(Records excerpted from a collection)
--- BEGIN ---

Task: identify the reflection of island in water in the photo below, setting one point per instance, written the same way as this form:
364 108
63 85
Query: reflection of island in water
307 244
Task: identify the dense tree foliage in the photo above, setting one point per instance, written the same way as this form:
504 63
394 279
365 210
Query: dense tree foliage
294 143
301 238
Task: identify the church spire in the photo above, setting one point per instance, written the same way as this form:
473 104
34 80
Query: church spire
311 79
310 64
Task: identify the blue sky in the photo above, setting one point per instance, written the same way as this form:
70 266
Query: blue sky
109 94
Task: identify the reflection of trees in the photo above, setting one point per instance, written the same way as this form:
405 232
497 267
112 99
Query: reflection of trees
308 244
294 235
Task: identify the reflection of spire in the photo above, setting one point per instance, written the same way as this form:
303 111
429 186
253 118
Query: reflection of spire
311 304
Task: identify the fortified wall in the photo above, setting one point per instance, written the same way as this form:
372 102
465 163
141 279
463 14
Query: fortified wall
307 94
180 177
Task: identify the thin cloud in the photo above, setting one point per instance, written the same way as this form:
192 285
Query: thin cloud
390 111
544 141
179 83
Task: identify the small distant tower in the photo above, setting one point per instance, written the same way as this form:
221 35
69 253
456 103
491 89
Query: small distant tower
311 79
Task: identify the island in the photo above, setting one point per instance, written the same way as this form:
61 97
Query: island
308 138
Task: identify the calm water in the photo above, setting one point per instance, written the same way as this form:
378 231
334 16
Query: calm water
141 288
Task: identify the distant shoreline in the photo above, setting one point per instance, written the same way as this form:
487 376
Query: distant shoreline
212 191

--- END ---

THE PROBLEM: Return these lines with no changes at all.

ANSWER TO THE TASK:
Task: identify the reflection of island in water in the photo below, setting one point per instance, written the same way as this form:
364 108
63 85
Query: reflection of island in water
307 244
Task: identify the dense tree foliage in the photo above, setting one point per instance, written the same way as this form:
504 63
394 279
365 210
Query: dense tree foliage
294 143
301 238
Task: identify the church spire in the photo above, setting one point per instance, written the same way as this form:
473 104
34 80
Query: church spire
311 79
310 64
Task: identify the blue sky in the photo above, setting one point per instance, written the same way as this form:
70 266
Query: blue sky
109 94
Task: identify the reflection of trees in the photo above, setting one point per instance, written the same way as this form:
405 232
497 267
112 99
Query: reflection of trees
308 244
294 235
Task: identify the reflection of spire in the photo above, setting one point per instance, written the same way as this form:
303 111
429 186
253 118
Query: reflection of spire
311 304
Task: identify the fortified wall in the photo above, setting one point per instance, written the same way as this form:
372 102
465 163
141 279
463 14
Query: fortified wall
307 94
180 177
Task: identify the thin cloud in the photo above, setting one point per instance, written the same way as this form:
192 285
Query: thin cloud
390 111
544 141
179 83
Task: identify the small distant tower in the photo above, setting one point per instance, written the same way as this form:
221 35
69 253
456 103
491 89
Query: small distant tower
311 79
Task: identify the island in the photo above, setting one point per instance, written the same way as this form:
61 97
Query: island
308 138
Task: identify the calm water in the photo above, setting one point per instance, written the same way as this form:
378 231
334 16
Query: calm water
141 288
Task: identify the distant shoreline in the photo above, setting one point per instance, written the same way as this form:
487 376
Query: distant shoreline
212 191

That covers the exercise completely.